- Opening Delimiter -
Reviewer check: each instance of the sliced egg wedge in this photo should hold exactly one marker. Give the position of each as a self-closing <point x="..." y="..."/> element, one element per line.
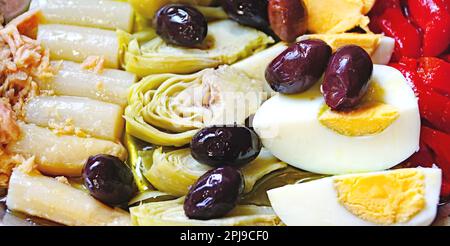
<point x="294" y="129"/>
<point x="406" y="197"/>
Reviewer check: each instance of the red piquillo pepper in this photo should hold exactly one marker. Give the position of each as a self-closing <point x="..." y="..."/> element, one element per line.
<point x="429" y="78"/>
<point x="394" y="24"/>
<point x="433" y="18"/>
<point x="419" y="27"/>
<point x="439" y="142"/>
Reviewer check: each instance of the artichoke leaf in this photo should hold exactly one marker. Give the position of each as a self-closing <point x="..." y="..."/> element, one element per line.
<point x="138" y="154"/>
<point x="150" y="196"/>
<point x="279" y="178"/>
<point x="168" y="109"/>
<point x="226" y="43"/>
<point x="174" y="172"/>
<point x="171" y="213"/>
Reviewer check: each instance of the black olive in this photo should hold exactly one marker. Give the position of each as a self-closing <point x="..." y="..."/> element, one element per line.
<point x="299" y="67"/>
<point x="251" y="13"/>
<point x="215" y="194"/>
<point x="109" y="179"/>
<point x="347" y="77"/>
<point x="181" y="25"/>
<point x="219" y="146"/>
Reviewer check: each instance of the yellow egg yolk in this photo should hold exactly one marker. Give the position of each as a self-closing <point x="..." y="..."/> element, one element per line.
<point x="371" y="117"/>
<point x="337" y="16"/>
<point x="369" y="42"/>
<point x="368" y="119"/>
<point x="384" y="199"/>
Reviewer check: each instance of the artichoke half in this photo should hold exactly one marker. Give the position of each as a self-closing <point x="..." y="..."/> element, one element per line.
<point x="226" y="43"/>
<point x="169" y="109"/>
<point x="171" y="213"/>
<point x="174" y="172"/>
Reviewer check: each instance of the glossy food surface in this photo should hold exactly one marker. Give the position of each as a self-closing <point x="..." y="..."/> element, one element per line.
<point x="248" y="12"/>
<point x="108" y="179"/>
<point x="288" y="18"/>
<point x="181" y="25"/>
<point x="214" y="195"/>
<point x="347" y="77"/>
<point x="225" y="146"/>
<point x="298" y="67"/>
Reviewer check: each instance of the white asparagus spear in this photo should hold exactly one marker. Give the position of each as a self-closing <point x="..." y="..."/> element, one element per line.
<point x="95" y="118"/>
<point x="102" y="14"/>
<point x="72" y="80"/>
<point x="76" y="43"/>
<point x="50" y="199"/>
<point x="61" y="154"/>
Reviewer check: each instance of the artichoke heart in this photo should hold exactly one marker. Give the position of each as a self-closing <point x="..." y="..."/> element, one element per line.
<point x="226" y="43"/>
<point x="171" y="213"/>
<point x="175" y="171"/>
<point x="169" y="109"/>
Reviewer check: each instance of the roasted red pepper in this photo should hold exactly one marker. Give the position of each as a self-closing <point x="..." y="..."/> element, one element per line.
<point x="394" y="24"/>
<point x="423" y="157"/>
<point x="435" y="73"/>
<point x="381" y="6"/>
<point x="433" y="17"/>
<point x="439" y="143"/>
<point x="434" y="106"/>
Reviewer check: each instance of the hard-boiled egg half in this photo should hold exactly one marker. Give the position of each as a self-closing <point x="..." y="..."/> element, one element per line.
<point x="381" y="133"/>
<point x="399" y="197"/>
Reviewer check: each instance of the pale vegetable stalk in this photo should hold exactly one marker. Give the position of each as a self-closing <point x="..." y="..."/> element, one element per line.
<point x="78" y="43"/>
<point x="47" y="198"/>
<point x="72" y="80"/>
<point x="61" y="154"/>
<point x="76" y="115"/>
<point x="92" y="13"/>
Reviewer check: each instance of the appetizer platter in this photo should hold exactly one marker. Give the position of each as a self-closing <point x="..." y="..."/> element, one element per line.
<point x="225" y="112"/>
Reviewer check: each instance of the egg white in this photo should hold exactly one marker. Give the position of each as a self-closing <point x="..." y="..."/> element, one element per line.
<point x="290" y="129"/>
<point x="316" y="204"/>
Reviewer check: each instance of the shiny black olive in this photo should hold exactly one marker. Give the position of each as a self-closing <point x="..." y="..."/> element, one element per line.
- Closing Delimiter -
■ **What the task asks**
Once the pictures are set aside, write out each record exactly.

■ **Solved exercise**
Reviewer check: each instance of the sliced egg wedge in this photo should hold exactly one marker. Give the position of each as a self-closing <point x="..." y="..."/> element, one element per line.
<point x="294" y="129"/>
<point x="406" y="197"/>
Reviewer check: each instance of the red piquillo pepper in this photo should hold exactly one marker. Give the position of each as a self-closing <point x="..." y="..."/> element, one element per line.
<point x="429" y="78"/>
<point x="394" y="24"/>
<point x="433" y="18"/>
<point x="419" y="27"/>
<point x="439" y="142"/>
Reviewer check: each instance of the artichoke leaf in this photo should hold exactly one marker. Give the position of each as a self-closing <point x="..." y="..."/> element, one element per line.
<point x="138" y="154"/>
<point x="150" y="196"/>
<point x="279" y="178"/>
<point x="168" y="109"/>
<point x="226" y="43"/>
<point x="174" y="172"/>
<point x="171" y="213"/>
Reviewer check: each instance of the black olive in this photo should hold exactly one marker. Give the position of each as a self-closing <point x="..." y="..."/> element, one element per line.
<point x="299" y="67"/>
<point x="251" y="13"/>
<point x="215" y="194"/>
<point x="109" y="179"/>
<point x="347" y="77"/>
<point x="181" y="25"/>
<point x="219" y="146"/>
Reviewer check: each instance of the yellow egg yolk in this photo should hold exactly one marker. Give the position of each as a self-closing <point x="..." y="..."/> element, one element per line.
<point x="371" y="117"/>
<point x="337" y="16"/>
<point x="369" y="42"/>
<point x="368" y="119"/>
<point x="384" y="199"/>
Reviewer check: each instance of the artichoke half in this photo should hold exactly one marker. Give the position of each as a self-closing <point x="..." y="..."/> element, one element per line.
<point x="226" y="43"/>
<point x="169" y="109"/>
<point x="171" y="213"/>
<point x="174" y="172"/>
Reviewer check: each instance of the glossy food surface in this photo should hold exactly one marker. Give the position of each as a self-closing <point x="..." y="..."/> element, one element per line.
<point x="248" y="12"/>
<point x="108" y="179"/>
<point x="288" y="18"/>
<point x="181" y="25"/>
<point x="214" y="195"/>
<point x="347" y="77"/>
<point x="225" y="146"/>
<point x="298" y="67"/>
Reviewer check: each instance of the white asparagus spear in this photo should hold exactly one marker. Give the position of each as a self-closing <point x="..." y="..."/> element, one element per line.
<point x="95" y="118"/>
<point x="102" y="14"/>
<point x="72" y="80"/>
<point x="76" y="43"/>
<point x="50" y="199"/>
<point x="61" y="154"/>
Reviewer check: each instance of the artichoke heart in this photo should hold exactly one marker. Give the position of each as a self-closing <point x="..." y="..."/> element, one element per line.
<point x="226" y="43"/>
<point x="171" y="213"/>
<point x="175" y="171"/>
<point x="169" y="109"/>
Reviewer check: each instance of the roasted red pepper in this photo should hold exactly one marker. Give the position of each as a self-closing <point x="..." y="..."/> element, one element per line.
<point x="394" y="24"/>
<point x="423" y="157"/>
<point x="435" y="73"/>
<point x="381" y="6"/>
<point x="433" y="17"/>
<point x="439" y="143"/>
<point x="434" y="106"/>
Reviewer check: each instance of the hard-boiled egg half in this photo should hold exactly one marker. Give the position of each as a self-closing <point x="..." y="..."/> element, one element per line.
<point x="381" y="133"/>
<point x="399" y="197"/>
Reviewer check: each instance of the pale vegetable stalk in this photo should hold exactly one marker. Give the position of each as a self-closing <point x="..." y="..."/> element, one element per line.
<point x="78" y="43"/>
<point x="47" y="198"/>
<point x="72" y="80"/>
<point x="61" y="154"/>
<point x="76" y="115"/>
<point x="92" y="13"/>
Reviewer check: each instance of the appetizer platter in this photo should hold exactly one marker. Give the position of each as a self-closing <point x="..." y="..."/> element, one element per line.
<point x="225" y="112"/>
Reviewer check: each instance of the egg white in this photo should hold exactly one marker. Give the position of each as a self-closing <point x="..." y="..."/> element, one element per line.
<point x="290" y="129"/>
<point x="316" y="204"/>
Reviewer check: each instance of the shiny black olive in this photo should hold exactly one marker. Give the position of each as a self-closing <point x="..." y="..."/> element, one element per line.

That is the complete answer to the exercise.